Could you print all of the material below word for word, without changing a single line?

· · · · · · ·

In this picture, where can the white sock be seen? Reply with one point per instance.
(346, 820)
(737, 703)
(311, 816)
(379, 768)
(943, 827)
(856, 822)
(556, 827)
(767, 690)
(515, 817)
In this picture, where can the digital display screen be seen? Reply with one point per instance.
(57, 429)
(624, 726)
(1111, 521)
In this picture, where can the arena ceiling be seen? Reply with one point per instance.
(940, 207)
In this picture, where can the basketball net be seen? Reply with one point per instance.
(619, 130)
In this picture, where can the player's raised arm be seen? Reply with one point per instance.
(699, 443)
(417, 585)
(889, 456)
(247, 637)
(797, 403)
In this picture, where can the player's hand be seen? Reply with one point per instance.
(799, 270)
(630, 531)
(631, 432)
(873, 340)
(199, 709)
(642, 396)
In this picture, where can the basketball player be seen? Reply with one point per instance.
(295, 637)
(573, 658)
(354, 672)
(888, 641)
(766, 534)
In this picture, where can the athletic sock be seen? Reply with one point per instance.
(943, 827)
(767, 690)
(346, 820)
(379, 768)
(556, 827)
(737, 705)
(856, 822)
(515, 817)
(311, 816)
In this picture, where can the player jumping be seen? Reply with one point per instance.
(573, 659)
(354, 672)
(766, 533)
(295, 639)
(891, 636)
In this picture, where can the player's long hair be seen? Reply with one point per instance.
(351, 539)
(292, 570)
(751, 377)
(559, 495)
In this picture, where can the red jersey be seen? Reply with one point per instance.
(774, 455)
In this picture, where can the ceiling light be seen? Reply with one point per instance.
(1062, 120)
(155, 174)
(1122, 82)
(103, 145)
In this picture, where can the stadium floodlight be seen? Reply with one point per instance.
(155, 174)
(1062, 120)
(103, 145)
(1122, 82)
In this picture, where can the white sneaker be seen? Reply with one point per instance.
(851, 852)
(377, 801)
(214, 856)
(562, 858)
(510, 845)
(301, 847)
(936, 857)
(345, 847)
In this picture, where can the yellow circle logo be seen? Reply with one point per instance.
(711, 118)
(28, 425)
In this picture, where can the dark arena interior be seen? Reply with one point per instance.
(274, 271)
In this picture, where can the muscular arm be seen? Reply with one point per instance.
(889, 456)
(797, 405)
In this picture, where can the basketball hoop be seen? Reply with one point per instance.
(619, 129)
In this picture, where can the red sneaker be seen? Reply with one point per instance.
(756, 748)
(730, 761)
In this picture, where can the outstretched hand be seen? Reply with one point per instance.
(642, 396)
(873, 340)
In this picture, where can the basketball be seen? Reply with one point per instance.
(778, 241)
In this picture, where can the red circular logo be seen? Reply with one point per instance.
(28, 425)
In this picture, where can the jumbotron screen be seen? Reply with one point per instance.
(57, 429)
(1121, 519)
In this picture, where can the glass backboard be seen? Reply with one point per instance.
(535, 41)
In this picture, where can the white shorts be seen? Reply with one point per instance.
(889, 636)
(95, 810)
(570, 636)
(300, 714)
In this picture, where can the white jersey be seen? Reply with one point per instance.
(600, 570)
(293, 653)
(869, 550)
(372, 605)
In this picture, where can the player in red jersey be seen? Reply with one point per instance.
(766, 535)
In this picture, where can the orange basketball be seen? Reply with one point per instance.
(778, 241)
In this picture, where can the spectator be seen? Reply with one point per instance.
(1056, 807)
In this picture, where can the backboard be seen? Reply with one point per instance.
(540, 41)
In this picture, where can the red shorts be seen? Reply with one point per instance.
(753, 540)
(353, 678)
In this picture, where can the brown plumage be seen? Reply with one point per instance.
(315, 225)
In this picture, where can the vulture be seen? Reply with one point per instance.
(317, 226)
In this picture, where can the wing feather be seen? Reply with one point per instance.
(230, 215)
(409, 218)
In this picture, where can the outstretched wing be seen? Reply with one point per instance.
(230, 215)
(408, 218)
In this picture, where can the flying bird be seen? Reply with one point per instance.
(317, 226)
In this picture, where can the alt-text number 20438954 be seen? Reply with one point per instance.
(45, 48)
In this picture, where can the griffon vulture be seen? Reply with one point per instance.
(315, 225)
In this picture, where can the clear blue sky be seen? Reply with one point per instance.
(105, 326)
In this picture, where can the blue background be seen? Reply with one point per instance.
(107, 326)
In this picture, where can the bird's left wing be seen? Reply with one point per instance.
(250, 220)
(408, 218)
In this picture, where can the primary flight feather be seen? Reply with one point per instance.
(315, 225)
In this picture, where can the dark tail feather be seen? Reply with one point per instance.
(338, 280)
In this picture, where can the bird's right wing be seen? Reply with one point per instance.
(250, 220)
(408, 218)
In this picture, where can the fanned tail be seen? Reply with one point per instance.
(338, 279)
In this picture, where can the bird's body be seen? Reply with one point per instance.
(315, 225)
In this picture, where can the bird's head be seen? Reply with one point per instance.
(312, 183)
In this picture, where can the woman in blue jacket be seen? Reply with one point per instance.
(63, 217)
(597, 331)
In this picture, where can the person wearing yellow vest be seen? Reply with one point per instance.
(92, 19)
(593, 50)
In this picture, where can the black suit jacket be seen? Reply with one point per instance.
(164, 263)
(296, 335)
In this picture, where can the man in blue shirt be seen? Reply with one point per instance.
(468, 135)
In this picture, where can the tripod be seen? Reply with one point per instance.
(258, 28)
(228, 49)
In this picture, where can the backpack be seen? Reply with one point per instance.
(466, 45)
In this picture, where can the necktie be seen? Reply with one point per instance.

· · · · · · ·

■ **Written response**
In this picture, where can the white sock be seen? Reply with one point per instance.
(346, 820)
(737, 703)
(311, 816)
(379, 768)
(943, 827)
(856, 822)
(556, 827)
(767, 690)
(515, 817)
In this picture, where can the digital display screen be seen? Reply with one point per instance.
(57, 429)
(624, 726)
(1111, 521)
In this picture, where can the arena ceiling be seen? Reply with one point per instance.
(940, 207)
In this picture, where can the basketball net be seen? Reply with one point per instance.
(619, 130)
In this picture, where can the player's raised arm be seen? Reply with one point per instance.
(699, 443)
(417, 585)
(889, 456)
(247, 637)
(797, 403)
In this picture, where can the player's hand be seen? Reply with one point per instance.
(799, 270)
(630, 531)
(631, 432)
(873, 340)
(199, 709)
(642, 396)
In this picture, where can the basketball player be seen? Reply with one point per instance.
(295, 637)
(573, 658)
(354, 672)
(888, 641)
(766, 534)
In this picture, where can the athletic sock be seen? Reply with one point per instance.
(943, 827)
(767, 690)
(346, 820)
(379, 768)
(556, 827)
(737, 705)
(856, 822)
(515, 817)
(311, 816)
In this picture, where can the player jumping be seen? Reply with one point per instance.
(573, 659)
(354, 672)
(766, 533)
(295, 639)
(891, 636)
In this picture, where can the player's long hair be seen? Reply with one point per instance.
(351, 539)
(292, 570)
(751, 377)
(559, 495)
In this picture, where can the red jersey be seen? Reply with one point per instance.
(774, 455)
In this picture, where can the ceiling light be seen? Reply with one point per instance.
(1062, 120)
(155, 174)
(1122, 82)
(103, 145)
In this picture, where can the stadium floodlight be seen? Reply with one point per instance.
(155, 174)
(1062, 120)
(103, 145)
(1122, 82)
In this picture, where can the white sneaker be seen? Reply with one point per instance.
(851, 852)
(377, 801)
(214, 856)
(562, 858)
(510, 845)
(301, 847)
(936, 857)
(345, 847)
In this picture, where can the yellow circle logo be seen? Reply with one point per instance.
(711, 118)
(28, 425)
In this picture, where can the dark arena interior be seen? Reply with one point per instance.
(274, 271)
In this picture, where can the muscular arm be seen? Reply with one point per instance.
(889, 456)
(797, 405)
In this picture, where can the basketball hoop be seen? Reply with one point per instance.
(619, 129)
In this picture, where can the red sneaker be seen? Reply with one point per instance.
(756, 748)
(730, 761)
In this picture, where can the outstretched hand be seen? Reply with one point per instance.
(642, 396)
(873, 340)
In this picture, where can the basketball be seen? Reply with one point per instance.
(778, 241)
In this picture, where can the red circular logo be seen? Reply with one point per instance.
(28, 425)
In this picture, where can the jumbotron screen be seen? Reply with one point per instance.
(57, 429)
(1121, 519)
In this picture, where can the glass backboard be seen? Reply with one point per instance.
(535, 41)
In this picture, where can the white shorts be seen? Reply with one point per instance.
(889, 636)
(95, 810)
(570, 636)
(300, 714)
In this picture, where can the white jersey be seen? Reply with one point per instance.
(600, 570)
(293, 653)
(869, 550)
(372, 605)
In this picture, where can the player in red jersey be seen? Reply with one point per instance.
(766, 535)
In this picture, where can the orange basketball be seen? Reply with one point per instance.
(778, 241)
In this picture, where can the spectator be seen? Reply with one point per instance.
(1056, 807)
In this picture, where can the backboard be seen? Reply with one point per instance.
(540, 41)
In this picture, where can the red shorts be seen? Reply with one point per instance.
(753, 540)
(353, 678)
In this picture, where can the brown plumage be seen? Reply with one point per instance.
(315, 225)
In this picture, where can the vulture be seen? Reply with one point per instance.
(317, 226)
In this picture, where can the wing feather be seen? Reply with one point per instance.
(230, 215)
(409, 218)
In this picture, where can the outstretched wing be seen? Reply with one point per instance.
(230, 215)
(408, 218)
In this picture, where can the flying bird be seen? Reply with one point per instance.
(317, 226)
In this picture, where can the alt-text number 20438954 be seen? Reply with one point per instance.
(45, 48)
In this picture, where can the griffon vulture be seen? Reply with one point per instance.
(315, 225)
In this picture, where can the clear blue sky be seen? Reply with one point per instance.
(105, 326)
In this picture, where can the blue background be seen? Reply with one point per instance.
(107, 326)
In this picture, where can the bird's left wing be seen? Reply with one point per instance.
(250, 220)
(408, 218)
In this picture, where can the primary flight feather be seen? Reply with one point per instance.
(315, 225)
In this picture, where can the dark tail feather be seen? Reply with one point per instance.
(338, 280)
In this picture, where can the bird's right wing be seen? Reply with one point per instance.
(250, 220)
(408, 218)
In this picture, where can the fanned tail be seen? Reply with one point per instance.
(338, 279)
In this picture, where can the bird's body be seen? Reply with one point per instance.
(315, 225)
In this picture, where can the bird's head be seen? Reply with one point per instance.
(312, 183)
In this picture, where can the woman in blue jacket be seen? Reply with one point per instance.
(63, 217)
(597, 331)
In this picture, where can the person wearing yellow vest be seen? Reply with one point per instance.
(92, 19)
(593, 50)
In this picture, where can the black suit jacket be seen? Reply with one point per instance.
(164, 263)
(296, 335)
In this picture, where can the man in blue shirt be seen? Reply with one point per instance.
(468, 135)
In this picture, where can the tripod be seen? Reply with one point per instance.
(258, 28)
(228, 49)
In this picture, where can the backpack be seen? Reply with one point per instance.
(466, 45)
In this picture, where can the necktie be seen? Reply with one point per instance.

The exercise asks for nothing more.